_Excerpted text_:
Doctor Who – The Abominable Snowmen

Well this might be another base under siege story but at least the base location (a Tibetan monastery) is an unusual choice ….

For once, the Doctor hasn’t simply turned up somewhere out of the blue, he’s arrived for a reason (returning a precious holy relic to the Detsen Monastery). This sort of works, although it does raise a few questions – not least why 300 hundred years ago the monks entrusted their Ghanta to the Doctor (who presumably nipped off in the TARDIS pretty sharpish once the bandits started attacking). And since the Ghanta’s only a little thing, surely they could have found a safe place inside the monastery to hide it?

The Doctor’s child-like glee at, for once, having arrived where he intended is quite charming and the energetic way he causes havoc by rummaging through centuries worth of junk in order to find the Ghanta also raises a smile (although I’m glad he quickly settles down as too much of this hyperactive Doctor would have been a little wearying).

After the Doctor goes out to explore on his own, Jamie and Victoria are left cooling their heels. A subtle shift in their relationship has taken place since Tomb – in this first episode especially, Victoria is the pro-active one – keen to go exploring while Jamie is cautious and reluctant to disobey the Doctor’s instruction to remain inside the TARDIS.

I wonder if this was intended to slightly beef up Victoria’s role in the series (up until this point she’s been something of a limp lettuce) or maybe it simply demonstrates Jamie’s protective side (he might be keen to explore but doesn’t want to risk her life).

Doctor Who and the Abominable Snowmen was one of the first Target novelisations I bought, so Terrance Dicks’ adaptation of Haisman and Lincoln’s scripts remains the version closest to my heart. He didn’t make that many changes, although one occurs right at the start – in the book we immediately understand everything about Travers (the ridicule he faced at home for his insistence that the Yeti exist, etc) which is only revealed later in the first episode.

_Data_:
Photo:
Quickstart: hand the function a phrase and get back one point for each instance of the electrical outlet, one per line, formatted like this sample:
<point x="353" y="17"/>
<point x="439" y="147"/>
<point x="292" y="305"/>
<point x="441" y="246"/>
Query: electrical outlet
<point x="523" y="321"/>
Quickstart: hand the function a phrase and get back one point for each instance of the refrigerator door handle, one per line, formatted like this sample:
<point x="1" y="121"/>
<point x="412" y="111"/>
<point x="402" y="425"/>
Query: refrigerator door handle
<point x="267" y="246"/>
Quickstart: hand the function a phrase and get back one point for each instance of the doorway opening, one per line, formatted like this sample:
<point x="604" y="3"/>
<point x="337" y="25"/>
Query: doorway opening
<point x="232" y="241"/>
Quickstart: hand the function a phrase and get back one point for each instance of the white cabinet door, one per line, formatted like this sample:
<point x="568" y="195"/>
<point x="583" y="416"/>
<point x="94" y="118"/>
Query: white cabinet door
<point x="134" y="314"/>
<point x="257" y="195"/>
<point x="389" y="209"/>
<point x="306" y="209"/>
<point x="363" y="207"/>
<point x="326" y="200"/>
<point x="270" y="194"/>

_Directions_:
A. According to the review of The Abominable Snowmen, why is the Doctor at the Detsen Monastery this time rather than arriving there by chance?
B. Echo the part of the review of The Abominable Snowmen between "Doctor Who and" and "the first episode.", inclusive.

_Answer set_:
A. He has come on purpose, to return a precious holy relic, the Ghanta, to the Detsen Monastery. The monks had entrusted it to him 300 years earlier.

B.
Doctor Who and the Abominable Snowmen was one of the first Target novelisations I bought, so Terrance Dicks’ adaptation of Haisman and Lincoln’s scripts remains the version closest to my heart. He didn’t make that many changes, although one occurs right at the start – in the book we immediately understand everything about Travers (the ridicule he faced at home for his insistence that the Yeti exist, etc) which is only revealed later in the first episode.